§ What is being asked
The reply should repeat all of the data word for word, with no pictures.

Dataset records:
====
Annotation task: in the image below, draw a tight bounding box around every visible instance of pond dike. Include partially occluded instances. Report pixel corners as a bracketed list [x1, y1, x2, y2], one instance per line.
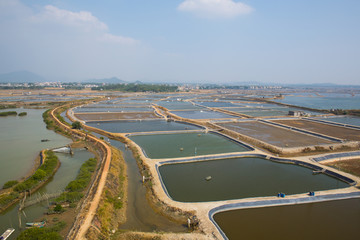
[134, 136, 360, 239]
[70, 106, 360, 239]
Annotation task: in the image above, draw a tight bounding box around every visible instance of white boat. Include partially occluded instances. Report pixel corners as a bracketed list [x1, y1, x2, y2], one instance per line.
[0, 228, 15, 240]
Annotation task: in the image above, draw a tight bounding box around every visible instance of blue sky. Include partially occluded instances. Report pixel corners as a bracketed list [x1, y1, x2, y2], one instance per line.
[0, 0, 359, 84]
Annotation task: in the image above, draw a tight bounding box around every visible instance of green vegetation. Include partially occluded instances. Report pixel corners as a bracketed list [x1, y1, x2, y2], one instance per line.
[55, 158, 97, 204]
[18, 112, 27, 116]
[53, 204, 64, 213]
[17, 221, 66, 240]
[14, 151, 59, 192]
[0, 192, 19, 207]
[71, 121, 82, 130]
[42, 110, 54, 129]
[0, 104, 16, 109]
[91, 83, 178, 92]
[2, 180, 18, 189]
[0, 111, 17, 117]
[330, 109, 360, 117]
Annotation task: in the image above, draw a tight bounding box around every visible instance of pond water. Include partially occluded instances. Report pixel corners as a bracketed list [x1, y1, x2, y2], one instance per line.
[0, 108, 71, 187]
[159, 157, 348, 202]
[318, 116, 360, 127]
[214, 198, 360, 240]
[0, 149, 94, 239]
[129, 132, 250, 159]
[87, 120, 202, 133]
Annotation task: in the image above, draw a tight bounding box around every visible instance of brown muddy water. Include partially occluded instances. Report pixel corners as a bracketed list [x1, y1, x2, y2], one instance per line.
[214, 198, 360, 240]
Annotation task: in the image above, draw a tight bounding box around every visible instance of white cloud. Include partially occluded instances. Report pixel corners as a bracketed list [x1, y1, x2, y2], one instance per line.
[178, 0, 253, 18]
[100, 33, 139, 45]
[38, 5, 108, 31]
[29, 5, 137, 44]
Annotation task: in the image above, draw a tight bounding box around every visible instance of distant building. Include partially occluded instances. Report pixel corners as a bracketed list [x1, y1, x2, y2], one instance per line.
[288, 111, 311, 117]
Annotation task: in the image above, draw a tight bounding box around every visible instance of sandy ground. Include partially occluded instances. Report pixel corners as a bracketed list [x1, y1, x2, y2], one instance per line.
[325, 158, 360, 177]
[217, 121, 333, 148]
[274, 119, 360, 141]
[74, 112, 159, 121]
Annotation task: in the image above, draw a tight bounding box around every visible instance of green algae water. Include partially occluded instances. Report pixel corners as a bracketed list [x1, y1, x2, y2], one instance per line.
[214, 198, 360, 240]
[0, 108, 71, 187]
[159, 157, 348, 202]
[129, 132, 250, 159]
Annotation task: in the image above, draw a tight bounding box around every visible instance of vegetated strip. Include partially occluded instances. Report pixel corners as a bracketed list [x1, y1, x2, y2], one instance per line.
[87, 146, 127, 239]
[48, 105, 113, 240]
[0, 150, 60, 213]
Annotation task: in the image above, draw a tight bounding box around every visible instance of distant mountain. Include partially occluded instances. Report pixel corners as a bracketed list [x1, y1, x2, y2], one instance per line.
[0, 71, 46, 83]
[85, 77, 126, 84]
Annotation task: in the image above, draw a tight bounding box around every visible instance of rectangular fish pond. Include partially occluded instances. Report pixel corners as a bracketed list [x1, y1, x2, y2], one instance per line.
[171, 110, 238, 119]
[213, 198, 360, 240]
[87, 120, 202, 133]
[158, 157, 349, 202]
[129, 132, 251, 159]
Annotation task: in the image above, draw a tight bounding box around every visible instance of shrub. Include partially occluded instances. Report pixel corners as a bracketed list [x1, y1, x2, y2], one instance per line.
[2, 180, 18, 189]
[0, 111, 17, 117]
[17, 227, 62, 240]
[18, 112, 27, 116]
[72, 121, 82, 129]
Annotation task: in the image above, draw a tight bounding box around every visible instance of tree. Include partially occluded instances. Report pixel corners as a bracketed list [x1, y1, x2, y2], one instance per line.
[71, 121, 82, 129]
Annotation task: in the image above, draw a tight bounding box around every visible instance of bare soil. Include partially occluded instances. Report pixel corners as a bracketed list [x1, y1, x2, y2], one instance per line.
[75, 112, 159, 121]
[325, 159, 360, 177]
[217, 121, 333, 148]
[274, 119, 360, 141]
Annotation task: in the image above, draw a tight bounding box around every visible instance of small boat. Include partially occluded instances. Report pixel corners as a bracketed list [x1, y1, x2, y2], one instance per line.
[1, 228, 15, 240]
[205, 176, 212, 181]
[41, 139, 50, 142]
[26, 221, 46, 228]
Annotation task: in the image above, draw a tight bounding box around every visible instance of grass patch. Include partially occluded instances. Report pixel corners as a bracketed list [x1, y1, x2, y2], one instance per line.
[17, 221, 66, 240]
[2, 180, 18, 189]
[14, 151, 59, 192]
[55, 158, 97, 204]
[0, 111, 17, 117]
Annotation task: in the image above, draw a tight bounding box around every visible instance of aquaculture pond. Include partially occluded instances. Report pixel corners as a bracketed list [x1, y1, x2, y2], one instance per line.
[87, 120, 202, 133]
[157, 101, 204, 110]
[73, 107, 152, 113]
[0, 149, 94, 239]
[129, 132, 250, 159]
[171, 110, 237, 119]
[318, 116, 360, 127]
[194, 101, 241, 108]
[213, 198, 360, 240]
[158, 157, 348, 202]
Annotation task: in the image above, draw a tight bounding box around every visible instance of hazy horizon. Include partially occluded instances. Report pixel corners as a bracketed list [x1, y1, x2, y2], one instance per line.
====
§ Solution for this exercise
Annotation task: in the image below, draw a tight bounding box around every visible instance of pond dike. Include partially occluded instances. Report pixel corners as a bracketed list [x1, y1, x2, y2], one instance per line.
[134, 136, 360, 239]
[70, 106, 360, 239]
Annotation task: in the image above, draw a tight bounding box around every visible instance of white boat. Include partially occluded instances. Report pixel corners as a bracketed list [x1, y1, x2, y2], one instance per line.
[0, 228, 15, 240]
Annotation task: in the image above, draw a tight bounding box around every visible instance of blue sky. Include partially occluded instances. Report pixel corners as a bracketed list [x1, y1, x2, y2], one instance per line.
[0, 0, 359, 84]
Annotation task: in the image above, draw a tight bounding box around every visible instance of green vegetation. Include partially occluded instances. Report pixel corners as a bracketed list [x1, y1, x2, y2], one instance per line.
[55, 158, 97, 204]
[18, 112, 27, 116]
[53, 204, 64, 213]
[17, 221, 66, 240]
[14, 151, 59, 192]
[0, 192, 19, 207]
[71, 121, 82, 130]
[42, 110, 54, 129]
[0, 104, 16, 109]
[91, 83, 178, 92]
[2, 180, 18, 189]
[0, 111, 17, 117]
[330, 109, 360, 117]
Annotation task: in the image above, draw a tight bounding box around every visible instance of pond water. Include partially occluded instances. Report pixel corners as a bracketed list [x1, y1, x2, y2], one instance per line.
[0, 108, 71, 187]
[159, 157, 348, 202]
[318, 116, 360, 127]
[214, 198, 360, 240]
[0, 149, 94, 239]
[129, 132, 250, 159]
[87, 120, 202, 133]
Annotation task: in the image above, draw a tight bounding box around every visible instance of brown muddy water. Include partially occluded instances. Report pixel corners as a bracketed list [x1, y1, x2, y2], one instance per line.
[214, 198, 360, 240]
Annotation task: in the image above, draw a tight bounding box around every visible instance of white cloud. Include partially occluded instances. Report pixel corners as a bracketed list [x1, y1, x2, y2], one instance per line.
[178, 0, 253, 18]
[100, 33, 139, 45]
[38, 5, 108, 31]
[29, 5, 137, 44]
Annotation task: in the image above, draw a tight bounding box around every visible instance of distant building. Include partially occluded instances. Report pixel corners as a bracketed list [x1, y1, x2, y2], one instance per line.
[288, 111, 311, 117]
Annotation task: in the image above, draw a tight bounding box around every visible instance of sandy ground. Include partially occluded instances. Report pixel corners as a bracketed list [x1, y1, x2, y2], one instance per line.
[325, 158, 360, 177]
[217, 121, 333, 148]
[274, 119, 360, 141]
[74, 112, 159, 121]
Annotation task: in the image above, draw a tight bounding box around every visible instance of green algae water. Include partially occluded instances. Report pixel corners as a bracketed list [x1, y1, x2, y2], one instance per line.
[214, 198, 360, 240]
[0, 108, 71, 187]
[159, 157, 348, 202]
[129, 132, 250, 159]
Annotation task: in the image above, draw a tight bounding box around every visible instance of vegetated strip. Include partially occluded instances. Report pixel corners as a bracketed list [x1, y1, x2, y2], one instance per line.
[87, 146, 127, 239]
[48, 105, 113, 240]
[0, 150, 60, 213]
Annotation task: in the image above, draw a tight bounding box around every visible instance of distant mountain. Include partially occluded instances. Report pixel corners as a bracketed list [x1, y1, x2, y2], one instance per line.
[0, 71, 46, 83]
[85, 77, 126, 84]
Annotation task: in the image above, draw a tight bounding box around every visible instance of rectangular fish pond. Include partially occluded instances. Report pixel corners as a bracketed list [x1, y1, x2, y2], one instance per line.
[171, 110, 238, 119]
[213, 198, 360, 240]
[87, 120, 202, 133]
[158, 157, 349, 202]
[129, 132, 251, 159]
Annotation task: in the image above, draw a tight bounding box around every visible instance of shrub. Include partially occluded instances. Report pixel corners as a bracketed list [x1, y1, x2, y2], one instance per line.
[2, 180, 18, 189]
[0, 111, 17, 117]
[17, 227, 62, 240]
[18, 112, 27, 116]
[72, 121, 82, 129]
Annotation task: in the image above, draw a tight bounding box around every visible instance of tree. Include partially occluded instances. Report pixel corners as a bracketed list [x1, y1, x2, y2], one instance per line.
[71, 121, 82, 129]
Annotation task: in the image above, draw a tight bounding box around every visible instance of bare soil. Include partially occluded instances. Report pixel corners as a bracketed list [x1, y1, x2, y2], one instance per line.
[75, 112, 159, 121]
[325, 159, 360, 177]
[217, 121, 333, 148]
[274, 119, 360, 141]
Annotation task: in the image above, draw a tight bounding box around every visible instance of small boat. Include partially occluded instances. Report pixel corners as a bracketed list [x1, y1, x2, y2], one instance per line.
[1, 228, 15, 240]
[205, 176, 212, 181]
[41, 139, 50, 142]
[26, 221, 46, 228]
Annotation task: in the image above, draw a tight bounding box around every visible instance of grass patch. Include partially occluded instances. Report pixel corners as a bracketed list [x1, y1, x2, y2], one instance per line.
[17, 221, 66, 240]
[2, 180, 18, 189]
[14, 151, 59, 192]
[55, 158, 97, 204]
[0, 111, 17, 117]
Annotation task: in the image above, draw a tight bounding box around every visible instance of aquaculture pond. Include partially occluded instances. Report pixel corners as a bracketed list [x1, y1, x2, y2], one instance per line.
[87, 120, 202, 133]
[157, 101, 204, 110]
[73, 107, 152, 113]
[0, 149, 94, 239]
[129, 132, 250, 159]
[171, 110, 237, 119]
[318, 116, 360, 127]
[194, 101, 241, 108]
[213, 198, 360, 240]
[158, 157, 348, 202]
Annotation task: in the image above, draw a tight bounding box around every visible instance of hazy horizon. Include partially occluded instances. Report pixel corners as a bracketed list [x1, y1, x2, y2], one instance per line.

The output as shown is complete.